**Selected excerpt:**

_ _ _ _ _ _ _

Three questions, if I may. It sounds like your customers are reducing the number of licenses that they have in use. What is the reason for that? What do they tell you? Is it merely because of cost savings or is there anything to do with structural matters with developers becoming more efficient and companies getting a lower number of licenses and that sort of thing?

speaker
Juha Varelius
CEO

Well, they have less developers. They're downsizing, right? So if we look on the IT market, I think, you know, it's two years back. There was a shortage of developers. I mean, everybody were anxious to get developers. It was very hard to find them. And that was kind of a bottleneck for IT company growth. If you look now at the job market, I mean, there are developers unemployed basically at this point of time. So now it's kind of the opposite. If you look at the big companies in the U.S., for example, how big layoffs there's been during the course of the, let's say, year and a half now. So that's one of the reasons. Then the other – is the overall cost awareness let me put it this way so it was very typical for our customers that whatever they had when they renewed they renewed the same amount with the same deal like a three-year deal and so on so many developers now they are calculating exactly that how many do we need and they try to survive with the least amount of licenses. And then when they start new projects, when they are starting a project, they start it with as small amount of developers as possible and try to go forward like that. Whereas before they started in a bigger scale. So that's where it comes from. But like I said, the churn has not increased. So we still have the same customers. They continue their development. They're just more cautious on the spending. and also the number of the deals we do, so the number of new customers, that is actually even increasing than what we've been doing before.

speaker
Analyst

And secondly, what about quality assurance? Did that grow in Q3? Because it sounds like you seem to think that there's a bit of structural failing from AI in that area. Is the demand on that front any better than for traditional Q2?

speaker
Juha Varelius
CEO

I would say that our QA business, the license sales is suffering a bit same things than on Q2. So the growth on QA has been slow as well. We've also, well, testing is kind of a, development is something that you either do development or you don't. Testing, you can always not to test and hope for the best. So you don't have to test everything and completely and so on and so forth. So that is, for customers, it's easier to adjust on a testing bit. than on development bit. But I would say that our license sales been sluggish both on QA and Qt. But were quality assurance sales down year on year? No, it's not down, but it's, yeah, you know, same roughly, you know, follows pretty much closely to what Qt is doing.

speaker
Analyst

And then regarding the one-off costs relating to the IAR acquisition, they were for the full year at least a bit higher than what I had anticipated. Will there be any one-off costs in 2026 from that?

speaker
Juha Varelius
CEO

2026 on IAR?

speaker
Analyst

Yeah, these one-time costs.

speaker
Juha Varelius
CEO

I don't think so, but you never know if there are surprises that we need to close down something or... or, you know, do something extraordinary that we're not anticipating. But, I mean, this one, of course, are – well, this money so far has been flowing mainly to bankers. So what can I say? It's a big amount. But the – so – Do I anticipate any one-off costs on 2026? Well, at this point, I'm not aware of. But, of course, if there would be something that we would totally write off, then there would be. But we don't see that as of now, no.

_ _ _ _ _ _ _

**Dataset:**
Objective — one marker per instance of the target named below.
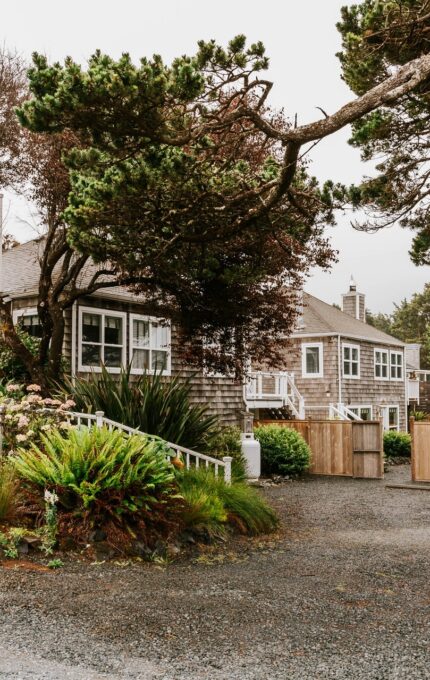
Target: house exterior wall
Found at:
(366, 390)
(223, 396)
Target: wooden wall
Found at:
(341, 447)
(420, 458)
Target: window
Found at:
(28, 320)
(396, 365)
(351, 361)
(363, 412)
(149, 345)
(390, 417)
(381, 364)
(101, 339)
(312, 360)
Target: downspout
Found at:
(339, 371)
(73, 349)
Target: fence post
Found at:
(2, 410)
(227, 469)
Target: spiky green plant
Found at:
(8, 489)
(91, 466)
(147, 402)
(213, 505)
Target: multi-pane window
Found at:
(396, 365)
(381, 364)
(351, 361)
(149, 345)
(390, 417)
(363, 412)
(312, 360)
(101, 335)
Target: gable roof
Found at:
(20, 272)
(322, 318)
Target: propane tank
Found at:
(252, 453)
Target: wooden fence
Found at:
(420, 453)
(341, 447)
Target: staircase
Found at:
(273, 390)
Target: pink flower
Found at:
(23, 422)
(12, 388)
(34, 399)
(33, 388)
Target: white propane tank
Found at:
(252, 453)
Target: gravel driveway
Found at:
(343, 593)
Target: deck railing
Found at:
(274, 386)
(190, 457)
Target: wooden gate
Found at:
(341, 447)
(420, 453)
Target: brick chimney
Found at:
(354, 303)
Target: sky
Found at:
(301, 41)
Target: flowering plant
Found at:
(25, 415)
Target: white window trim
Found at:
(102, 312)
(387, 352)
(360, 406)
(24, 311)
(386, 417)
(347, 376)
(402, 377)
(153, 319)
(320, 346)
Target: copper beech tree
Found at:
(192, 189)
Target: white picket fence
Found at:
(189, 457)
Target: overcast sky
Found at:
(301, 41)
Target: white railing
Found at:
(414, 389)
(343, 412)
(190, 457)
(266, 386)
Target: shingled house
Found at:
(114, 327)
(336, 365)
(341, 367)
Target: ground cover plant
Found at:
(148, 403)
(213, 507)
(397, 444)
(283, 450)
(91, 478)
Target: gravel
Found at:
(342, 592)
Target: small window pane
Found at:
(91, 327)
(113, 330)
(140, 359)
(140, 333)
(159, 335)
(90, 355)
(159, 360)
(312, 360)
(113, 357)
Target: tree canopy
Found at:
(377, 39)
(193, 189)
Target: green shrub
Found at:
(8, 489)
(228, 443)
(94, 469)
(150, 403)
(11, 367)
(283, 450)
(397, 444)
(212, 505)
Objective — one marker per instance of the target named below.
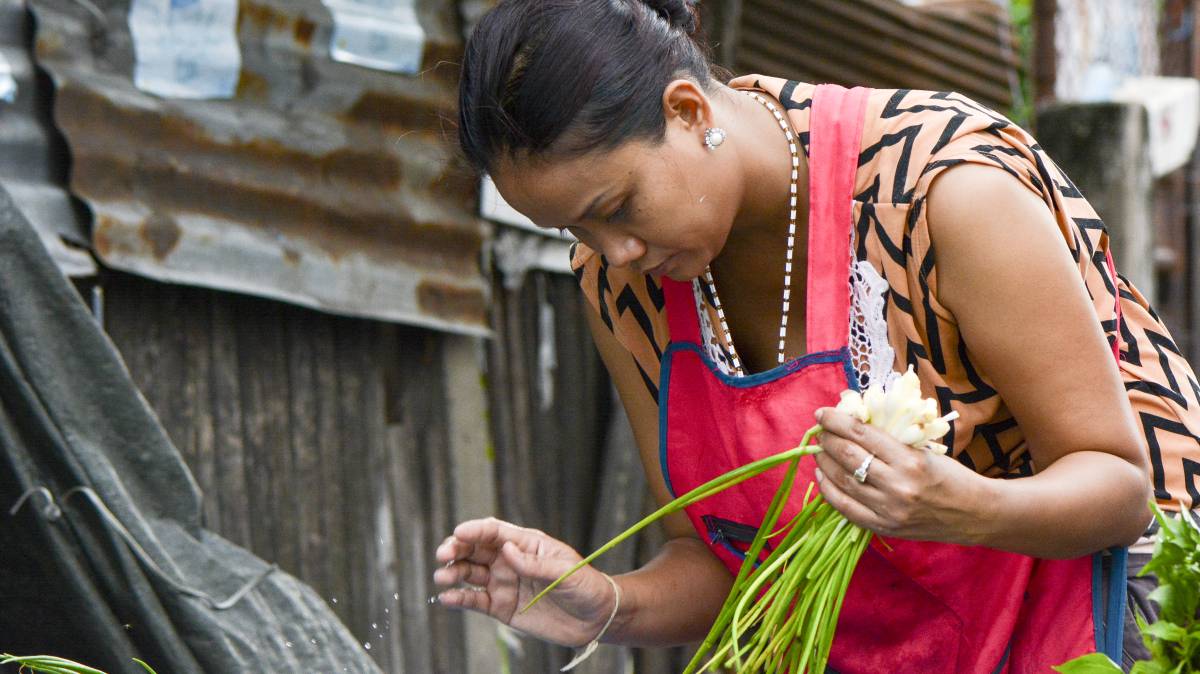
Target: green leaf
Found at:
(1090, 663)
(1165, 631)
(1147, 667)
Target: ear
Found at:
(687, 104)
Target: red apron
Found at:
(911, 606)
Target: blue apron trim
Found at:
(1115, 641)
(1109, 601)
(1098, 601)
(1003, 659)
(767, 377)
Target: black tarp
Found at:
(106, 558)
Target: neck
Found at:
(760, 228)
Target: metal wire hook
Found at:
(49, 511)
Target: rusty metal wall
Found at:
(321, 184)
(319, 441)
(34, 160)
(964, 46)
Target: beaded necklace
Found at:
(791, 246)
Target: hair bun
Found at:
(679, 13)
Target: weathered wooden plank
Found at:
(355, 471)
(423, 416)
(329, 491)
(197, 330)
(618, 504)
(381, 553)
(304, 441)
(472, 473)
(227, 421)
(409, 611)
(259, 369)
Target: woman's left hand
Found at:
(909, 493)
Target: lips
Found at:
(659, 269)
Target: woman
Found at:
(708, 215)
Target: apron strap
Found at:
(835, 133)
(683, 319)
(1116, 288)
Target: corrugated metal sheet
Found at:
(33, 156)
(322, 184)
(964, 46)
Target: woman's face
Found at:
(663, 209)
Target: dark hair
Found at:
(574, 76)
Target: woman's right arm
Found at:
(677, 595)
(671, 600)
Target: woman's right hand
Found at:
(507, 565)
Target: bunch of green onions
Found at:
(53, 665)
(781, 611)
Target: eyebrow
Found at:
(599, 198)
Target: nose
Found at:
(622, 250)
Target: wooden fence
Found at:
(327, 444)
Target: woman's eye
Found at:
(618, 214)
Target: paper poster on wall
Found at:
(377, 34)
(185, 48)
(7, 83)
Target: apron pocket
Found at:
(733, 536)
(888, 619)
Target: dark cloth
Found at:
(1138, 603)
(107, 546)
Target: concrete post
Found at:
(1103, 148)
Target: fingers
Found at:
(472, 599)
(479, 540)
(853, 509)
(849, 428)
(462, 571)
(534, 566)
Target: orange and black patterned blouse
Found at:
(909, 138)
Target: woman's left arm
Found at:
(1026, 317)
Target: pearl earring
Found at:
(714, 137)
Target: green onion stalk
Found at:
(781, 611)
(53, 665)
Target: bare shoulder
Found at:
(990, 232)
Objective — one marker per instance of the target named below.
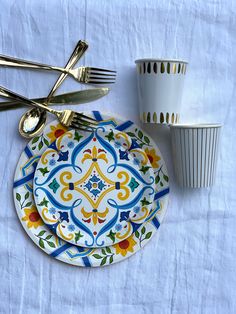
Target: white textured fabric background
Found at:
(192, 267)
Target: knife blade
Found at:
(72, 98)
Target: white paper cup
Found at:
(195, 150)
(160, 89)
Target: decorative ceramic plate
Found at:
(66, 252)
(94, 189)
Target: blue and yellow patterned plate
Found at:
(51, 244)
(94, 189)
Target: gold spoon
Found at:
(33, 121)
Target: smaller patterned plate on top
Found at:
(94, 189)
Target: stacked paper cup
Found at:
(195, 150)
(194, 147)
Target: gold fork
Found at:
(87, 75)
(66, 117)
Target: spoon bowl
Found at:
(32, 123)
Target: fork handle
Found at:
(6, 93)
(20, 63)
(78, 52)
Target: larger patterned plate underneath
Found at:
(66, 252)
(94, 189)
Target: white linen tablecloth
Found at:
(192, 267)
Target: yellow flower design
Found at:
(153, 157)
(95, 215)
(56, 131)
(95, 154)
(125, 246)
(32, 217)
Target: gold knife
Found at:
(72, 98)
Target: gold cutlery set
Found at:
(33, 121)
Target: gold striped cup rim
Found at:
(196, 125)
(160, 60)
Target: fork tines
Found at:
(100, 76)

_ _ _ _ _ _ _

Answer these questions from the call transcript:
1. Has customer churn increased, according to the CEO?
2. Were quality assurance sales down year on year?
3. So far, where has the money for the IAR acquisition's one-off costs mainly gone?
The lines are separate material and have no connection to the call transcript.

**Output for this task:**
1. No, churn has not increased.
2. No. They were roughly the same, following Qt's results closely.
3. Mainly to bankers.